LA Forum spoke with Todd Gannon about his new book, Reyner Banham and the Paradoxes of High Tech. Gannon was recently appointed Section Head of Architecture at the Knowlton School at Ohio State University. He is a former LA Forum Board Member, and taught at SCI-Arc, Otis College of Art and Design and at UCLA, where he also received his Ph.D.
Congratulations on your new book, Reyner Banham and the Paradoxes of High Tech. Give us a rundown of your approach to the material and to Reyner Banham’s writing.
Reyner Banham, who died just over thirty years ago, was one of the most important voices in architecture culture in the second half of the twentieth century. His books (more than a dozen of them) and essays (over 700!!) on architecture and design are still widely read and discussed, yet, given his tremendous output scholars have just begun to scratch the surface of all he had to say.
Most studies on Banham, like Nigel Whiteley’s 2002 critical biography and Tony Vidler’s excellent chapter in Histories of the Immediate Present (2008), tend to focus on Banham’s earlier writings – particularly on his famous books Theory and Design in the First Machine Age (1960), The Architecture of the Well-Tempered Environment (1969), and Los Angeles: The Architecture of Four Ecologies (1971). By contrast, his later writings from the ’70s and ’80s have received relatively little attention. My book takes on these writings, particularly those related to Banham’s late-career writing on High Tech architecture. High Tech has also been understudied recently, though that is beginning to change.
At the time of his death in 1988, Banham was at work on a book on High Tech, which he titled Making Architecture: The Paradoxes of High Tech. His notes and correspondence, as well as a draft of his introduction, are kept in the Banham Papers which are held at the Getty Research Institute. These papers spurred my own research on Banham, and we were very lucky that Banham’s estate allowed us to include Banham’s draft intro in my book.
Why is a reconsideration of Banham’s works so important to where our profession is right now? How do you see Banham’s work reinvigorating or impacting the critical approach to technology in architecture’s propositions today?
An important aspect of Banham’s writing throughout his career is his tendency to work in terms of stark contrasts: tradition versus technology, style versus performance, aesthetics versus ethics, etc. If you concentrate on his early writings, it appears that he has a strong bias for the latter terms in each pair.

**SHORT TASK:**
Write the next part of the interview about Reyner Banham's writing on High Tech, picking up after its last sentence. The material that follows has no connection to the interview.

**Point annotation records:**

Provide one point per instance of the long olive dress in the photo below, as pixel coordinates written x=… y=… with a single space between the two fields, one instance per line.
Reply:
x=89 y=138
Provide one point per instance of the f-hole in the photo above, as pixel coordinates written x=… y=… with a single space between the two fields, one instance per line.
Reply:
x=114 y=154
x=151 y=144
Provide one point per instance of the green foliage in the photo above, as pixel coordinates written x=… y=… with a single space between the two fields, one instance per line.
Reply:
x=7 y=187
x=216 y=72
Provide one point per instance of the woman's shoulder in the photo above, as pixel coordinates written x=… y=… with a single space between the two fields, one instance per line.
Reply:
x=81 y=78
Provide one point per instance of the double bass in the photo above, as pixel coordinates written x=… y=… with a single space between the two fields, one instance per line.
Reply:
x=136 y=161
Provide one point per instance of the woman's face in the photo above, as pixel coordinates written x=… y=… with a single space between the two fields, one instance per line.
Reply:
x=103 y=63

---

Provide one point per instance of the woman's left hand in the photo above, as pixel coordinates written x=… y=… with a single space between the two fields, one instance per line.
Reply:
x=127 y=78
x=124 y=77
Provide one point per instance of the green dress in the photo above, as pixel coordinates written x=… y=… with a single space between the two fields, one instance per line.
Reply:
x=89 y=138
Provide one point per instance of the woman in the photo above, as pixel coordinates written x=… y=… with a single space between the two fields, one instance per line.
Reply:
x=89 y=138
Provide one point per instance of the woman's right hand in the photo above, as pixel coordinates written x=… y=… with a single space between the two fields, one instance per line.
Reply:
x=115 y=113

--

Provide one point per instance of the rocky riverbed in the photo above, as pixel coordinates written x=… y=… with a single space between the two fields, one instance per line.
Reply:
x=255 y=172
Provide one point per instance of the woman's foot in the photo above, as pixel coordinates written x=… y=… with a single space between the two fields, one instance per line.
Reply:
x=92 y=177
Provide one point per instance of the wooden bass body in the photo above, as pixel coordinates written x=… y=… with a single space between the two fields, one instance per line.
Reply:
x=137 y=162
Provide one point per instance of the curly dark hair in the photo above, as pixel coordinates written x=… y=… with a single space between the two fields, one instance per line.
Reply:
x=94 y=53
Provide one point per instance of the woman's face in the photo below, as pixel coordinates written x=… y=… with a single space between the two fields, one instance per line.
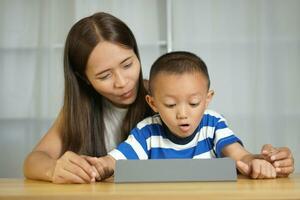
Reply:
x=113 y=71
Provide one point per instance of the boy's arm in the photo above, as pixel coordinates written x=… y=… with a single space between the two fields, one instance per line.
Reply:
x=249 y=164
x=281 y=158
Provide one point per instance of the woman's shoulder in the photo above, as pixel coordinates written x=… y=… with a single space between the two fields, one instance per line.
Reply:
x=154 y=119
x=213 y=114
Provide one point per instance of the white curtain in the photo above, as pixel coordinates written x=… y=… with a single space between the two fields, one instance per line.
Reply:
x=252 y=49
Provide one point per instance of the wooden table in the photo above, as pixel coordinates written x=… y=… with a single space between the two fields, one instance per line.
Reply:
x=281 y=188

**OUTPUT FOR THIS EXERCISE:**
Today, we see a lot of architectural debates structured in terms of binary scenarios like the ones Banham worked with. On one hand, we see architects rallying around often arcane formal and aesthetic interests. On the other, we see architects committed to social justice and political change. (The LA Forum even supported its own version of this kind of debate, with its historical oscillation between the camps of “experimental architecture” and “everyday urbanism.”) Typically, these debates imply a winner-take-all situation – if you’re aesthetically driven you’re automatically seen as socially irresponsible; if you’re socially responsible, you’re automatically typecast as aesthetically reprehensible.
This is a really stupid way to have a debate. Broad-brush depictions like these get both sides wrong, and they make it very difficult to see any common ground. Banham’s late writing on High Tech, in which we worked very hard to sort out how architects like Norman Foster, Richard Rogers, and others were able to be both socially responsible and aesthetically progressive without compromising either position is very instructive in this regard. He shows that one need not rely on partisan, winner-take-all logic or on synthetic compromises, which, in my experience, tend to be unsatisfying. Instead, Banham shows us how paradox can hold contradictory ideas in productive tension.
Architects today could learn quite a lot from Banham’s sophisticated paradoxes. Rather than latching on to one thing and saying “no” to everything else, Banham gives us a way to say “yes” to many things at the same time. His positive stance stands in stark contrast to the sort of negative critical theory that was in vogue when he was writing (and remains popular in many circles today), and points – finally! – to a way out of some of the more debilitating critical logjams clogging up not just architectural discourse, but most social and political commentary today.
Having been a faculty member at SCI-Arc for nine years, a LA Forum Board Member and long-time L.A. scholar and resident, we have to ask, now that you’ve moved to Ohio to head the architecture section at The Ohio State University’s Knowlton School, what do you miss most about L.A.?
The weather.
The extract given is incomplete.